## start Data for the task
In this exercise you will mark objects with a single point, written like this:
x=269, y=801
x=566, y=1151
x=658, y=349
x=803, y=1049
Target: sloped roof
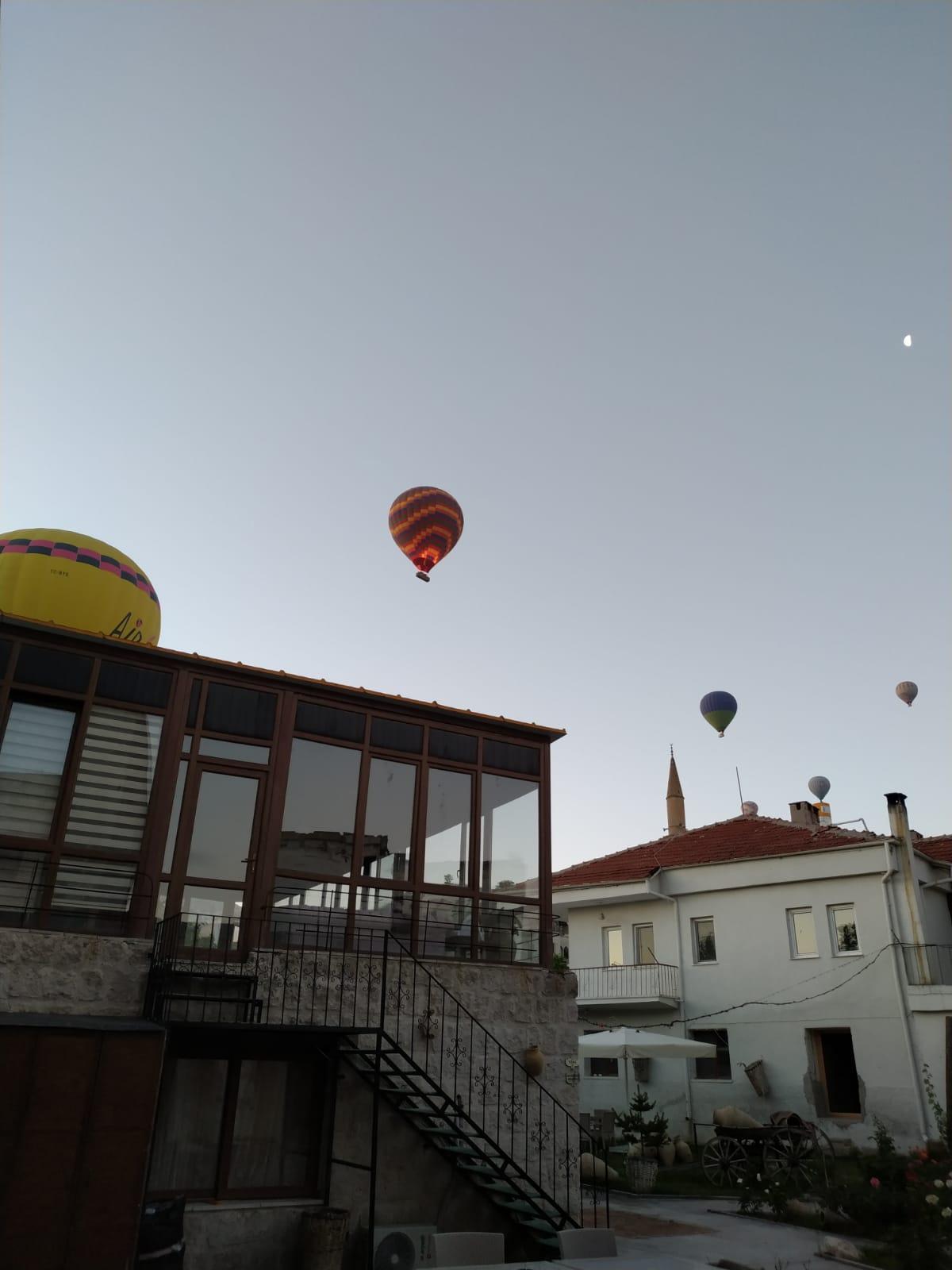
x=744, y=837
x=939, y=848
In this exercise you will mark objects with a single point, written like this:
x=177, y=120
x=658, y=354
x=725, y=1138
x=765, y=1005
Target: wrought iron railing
x=647, y=982
x=928, y=963
x=98, y=897
x=279, y=972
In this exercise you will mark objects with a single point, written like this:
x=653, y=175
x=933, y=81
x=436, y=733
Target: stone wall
x=52, y=972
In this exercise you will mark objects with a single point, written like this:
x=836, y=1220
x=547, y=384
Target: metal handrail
x=300, y=975
x=641, y=979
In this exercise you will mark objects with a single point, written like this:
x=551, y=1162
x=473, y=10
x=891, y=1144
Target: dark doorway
x=835, y=1071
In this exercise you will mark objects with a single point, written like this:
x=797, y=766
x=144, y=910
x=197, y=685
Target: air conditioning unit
x=403, y=1248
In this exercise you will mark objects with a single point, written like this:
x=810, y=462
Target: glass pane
x=114, y=780
x=448, y=810
x=704, y=944
x=32, y=759
x=804, y=933
x=188, y=1126
x=86, y=892
x=613, y=946
x=221, y=835
x=317, y=829
x=209, y=918
x=378, y=910
x=390, y=819
x=844, y=922
x=22, y=878
x=234, y=749
x=444, y=926
x=509, y=835
x=175, y=819
x=645, y=945
x=310, y=912
x=273, y=1126
x=508, y=933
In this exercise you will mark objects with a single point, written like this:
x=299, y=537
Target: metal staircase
x=409, y=1038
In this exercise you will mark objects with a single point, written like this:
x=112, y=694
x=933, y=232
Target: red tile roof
x=742, y=838
x=937, y=849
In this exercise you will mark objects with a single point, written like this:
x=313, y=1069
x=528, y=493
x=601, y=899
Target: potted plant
x=644, y=1134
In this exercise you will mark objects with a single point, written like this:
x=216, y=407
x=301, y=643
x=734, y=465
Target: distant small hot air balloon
x=719, y=709
x=907, y=691
x=425, y=524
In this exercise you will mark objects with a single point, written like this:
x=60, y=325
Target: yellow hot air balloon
x=55, y=575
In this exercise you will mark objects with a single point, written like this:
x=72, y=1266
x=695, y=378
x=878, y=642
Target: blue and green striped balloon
x=719, y=709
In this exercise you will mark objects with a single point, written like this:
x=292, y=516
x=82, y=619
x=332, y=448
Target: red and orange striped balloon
x=425, y=524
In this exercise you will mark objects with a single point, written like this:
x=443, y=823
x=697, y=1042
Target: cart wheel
x=724, y=1161
x=797, y=1156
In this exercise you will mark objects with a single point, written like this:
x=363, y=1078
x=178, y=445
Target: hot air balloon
x=907, y=691
x=55, y=575
x=719, y=709
x=425, y=524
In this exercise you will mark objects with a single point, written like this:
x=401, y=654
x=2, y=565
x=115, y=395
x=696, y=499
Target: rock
x=592, y=1168
x=833, y=1246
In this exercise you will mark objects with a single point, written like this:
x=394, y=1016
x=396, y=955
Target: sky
x=628, y=279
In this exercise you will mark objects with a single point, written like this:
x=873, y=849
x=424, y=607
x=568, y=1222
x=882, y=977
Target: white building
x=822, y=954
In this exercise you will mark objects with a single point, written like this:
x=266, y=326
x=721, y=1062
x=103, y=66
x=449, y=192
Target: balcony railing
x=928, y=963
x=653, y=982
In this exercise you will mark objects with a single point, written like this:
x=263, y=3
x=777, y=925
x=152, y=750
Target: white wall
x=748, y=902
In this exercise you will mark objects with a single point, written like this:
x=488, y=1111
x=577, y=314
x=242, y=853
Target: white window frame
x=831, y=910
x=797, y=956
x=607, y=963
x=696, y=941
x=635, y=929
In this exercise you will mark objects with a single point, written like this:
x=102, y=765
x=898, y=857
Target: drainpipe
x=673, y=899
x=892, y=870
x=899, y=829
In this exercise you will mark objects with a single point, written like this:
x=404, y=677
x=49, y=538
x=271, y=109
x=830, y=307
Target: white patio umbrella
x=628, y=1043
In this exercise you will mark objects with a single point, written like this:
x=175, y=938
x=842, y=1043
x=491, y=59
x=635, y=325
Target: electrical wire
x=795, y=1001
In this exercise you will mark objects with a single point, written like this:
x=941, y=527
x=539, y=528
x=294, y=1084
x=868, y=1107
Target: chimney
x=676, y=802
x=805, y=814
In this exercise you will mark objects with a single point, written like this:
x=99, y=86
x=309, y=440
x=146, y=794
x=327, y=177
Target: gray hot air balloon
x=819, y=787
x=907, y=691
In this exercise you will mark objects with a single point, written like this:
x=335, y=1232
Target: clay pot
x=533, y=1060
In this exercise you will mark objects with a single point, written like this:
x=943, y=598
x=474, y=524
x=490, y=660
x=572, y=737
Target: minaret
x=676, y=802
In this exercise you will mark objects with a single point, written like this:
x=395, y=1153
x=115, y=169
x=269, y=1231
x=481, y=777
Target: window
x=509, y=835
x=835, y=1067
x=221, y=832
x=843, y=933
x=612, y=945
x=717, y=1068
x=602, y=1067
x=644, y=944
x=448, y=814
x=803, y=933
x=238, y=1127
x=317, y=829
x=702, y=939
x=32, y=761
x=114, y=780
x=390, y=819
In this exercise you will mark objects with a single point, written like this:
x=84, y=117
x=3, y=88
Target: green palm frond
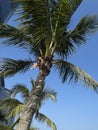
x=87, y=25
x=10, y=67
x=13, y=107
x=14, y=36
x=71, y=72
x=42, y=118
x=22, y=89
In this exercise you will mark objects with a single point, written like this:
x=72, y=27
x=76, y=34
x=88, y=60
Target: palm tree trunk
x=30, y=107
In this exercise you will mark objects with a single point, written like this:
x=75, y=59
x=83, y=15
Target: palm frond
x=23, y=90
x=70, y=72
x=10, y=67
x=86, y=26
x=42, y=118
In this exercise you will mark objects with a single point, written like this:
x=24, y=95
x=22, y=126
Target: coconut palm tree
x=15, y=107
x=44, y=32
## end Data for the task
• Work instructions: Quote every line word for word and keep the images out of the copy.

• The result:
In this exercise you will mark objects with a single point, written like this:
x=269, y=801
x=566, y=1151
x=658, y=349
x=803, y=1049
Target: sloped roof
x=744, y=837
x=939, y=848
In this exercise you will mark objects with a single point, written like this:
x=177, y=120
x=658, y=354
x=725, y=1138
x=765, y=1005
Target: wrought iron railing
x=647, y=982
x=928, y=963
x=98, y=897
x=279, y=972
In this exercise you will mark objects with a single point, written like this:
x=653, y=175
x=933, y=81
x=436, y=733
Target: stone wall
x=52, y=972
In this exercise you will mark objects with a single point, written like this:
x=836, y=1220
x=547, y=384
Target: metal handrail
x=300, y=975
x=641, y=979
In this exercise you will mark objects with a single point, written like this:
x=551, y=1162
x=473, y=10
x=891, y=1144
Target: dark doorway
x=835, y=1071
In this exercise you will mark objects with a single point, written like this:
x=797, y=766
x=144, y=910
x=197, y=685
Target: air conditioning unit
x=403, y=1248
In this exercise you will mark objects with a single point, written like this:
x=810, y=462
Target: glass pane
x=114, y=780
x=448, y=810
x=704, y=944
x=32, y=759
x=804, y=933
x=188, y=1126
x=86, y=892
x=613, y=946
x=221, y=835
x=317, y=829
x=209, y=918
x=378, y=910
x=390, y=819
x=844, y=922
x=22, y=878
x=234, y=749
x=444, y=926
x=509, y=835
x=175, y=819
x=645, y=945
x=310, y=912
x=273, y=1126
x=508, y=933
In this exercise you will mark objects with a single point, written like this:
x=299, y=537
Target: metal staircase
x=409, y=1038
In this exercise you will mark objects with a single point, written like this:
x=112, y=694
x=933, y=232
Target: red tile roof
x=742, y=838
x=937, y=849
In this exercise you will mark objects with a single point, written like this:
x=313, y=1069
x=528, y=493
x=601, y=899
Target: potted plant
x=644, y=1134
In this exercise you will mark objects with a single point, written like this:
x=216, y=407
x=301, y=643
x=734, y=465
Target: distant small hot air balloon
x=719, y=709
x=907, y=691
x=425, y=524
In this exercise you will mark objects with a single point, written like this:
x=60, y=325
Target: yellow hot air balloon
x=55, y=575
In this exercise you will mark objects with a single point, written like this:
x=72, y=1266
x=695, y=378
x=878, y=642
Target: blue and green striped balloon
x=719, y=709
In this exercise you will mark objects with a single point, written like this:
x=292, y=516
x=82, y=619
x=332, y=448
Target: red and orange striped balloon
x=425, y=524
In this exercise you will mark objects with a single point, written like this:
x=443, y=823
x=697, y=1042
Target: cart wheel
x=724, y=1161
x=797, y=1156
In this exercise you will mark objects with a single point, written like this:
x=363, y=1078
x=178, y=445
Target: hot air balloon
x=907, y=691
x=55, y=575
x=719, y=709
x=425, y=524
In this exercise you will mark objects with a single point, written like this:
x=401, y=654
x=2, y=565
x=115, y=395
x=696, y=499
Target: rock
x=592, y=1168
x=833, y=1246
In this exercise you will mark objects with a single point, written like this:
x=394, y=1016
x=396, y=955
Target: sky
x=628, y=279
In this exercise you will mark objects with a single point, written like this:
x=873, y=849
x=424, y=607
x=568, y=1222
x=882, y=977
Target: white building
x=822, y=954
In this exercise you will mark objects with a single point, written like this:
x=266, y=326
x=721, y=1062
x=103, y=66
x=449, y=192
Target: balcony railing
x=928, y=963
x=653, y=982
In this exercise you will mark objects with a single point, written like this:
x=263, y=3
x=777, y=925
x=152, y=750
Target: white wall
x=748, y=902
In this exercise you will mark objects with a single point, written like this:
x=488, y=1111
x=577, y=314
x=242, y=853
Target: white window frame
x=831, y=910
x=797, y=956
x=607, y=963
x=696, y=941
x=635, y=929
In this exercise you will mark objects with a single point, written like this:
x=102, y=765
x=898, y=857
Target: drainpipe
x=673, y=899
x=892, y=870
x=899, y=829
In this exercise you will mark objects with a single point, written like this:
x=404, y=677
x=49, y=538
x=271, y=109
x=830, y=307
Target: white patio umbrella
x=628, y=1043
In this exercise you will mark objects with a single point, written like this:
x=175, y=938
x=842, y=1043
x=491, y=59
x=635, y=325
Target: electrical wire
x=795, y=1001
In this exercise you will mark objects with a single point, written like this:
x=941, y=527
x=539, y=528
x=294, y=1084
x=868, y=1107
Target: chimney
x=676, y=802
x=805, y=814
In this exercise you will mark objects with a single point, written like this:
x=99, y=86
x=309, y=440
x=146, y=794
x=327, y=177
Target: gray hot air balloon
x=819, y=787
x=907, y=691
In this exercise you will mark objects with a single point, written like this:
x=335, y=1232
Target: clay pot
x=533, y=1060
In this exercise you will mark objects with a single point, written like this:
x=943, y=598
x=474, y=524
x=490, y=660
x=572, y=737
Target: minaret
x=676, y=802
In this exercise you will mark objects with a single point, written like this:
x=395, y=1153
x=115, y=169
x=269, y=1231
x=481, y=777
Target: window
x=509, y=835
x=835, y=1067
x=221, y=832
x=843, y=933
x=612, y=945
x=717, y=1068
x=602, y=1067
x=644, y=944
x=448, y=814
x=803, y=933
x=238, y=1127
x=317, y=829
x=702, y=939
x=32, y=761
x=114, y=780
x=390, y=819
In this exercise you will mark objects with a single point, written like this:
x=84, y=117
x=3, y=88
Target: green palm frond
x=87, y=25
x=10, y=67
x=13, y=107
x=14, y=36
x=71, y=72
x=42, y=118
x=22, y=89
In this exercise you will mark objects with a single point, written like this:
x=72, y=27
x=76, y=34
x=88, y=60
Target: palm tree trunk
x=30, y=107
In this exercise you will mark objects with a single point, written like this:
x=75, y=59
x=83, y=15
Target: palm frond
x=23, y=90
x=70, y=72
x=10, y=67
x=86, y=26
x=42, y=118
In this exercise you will mark objects with a single point, written like this:
x=24, y=95
x=22, y=126
Target: coconut palm tree
x=15, y=107
x=44, y=32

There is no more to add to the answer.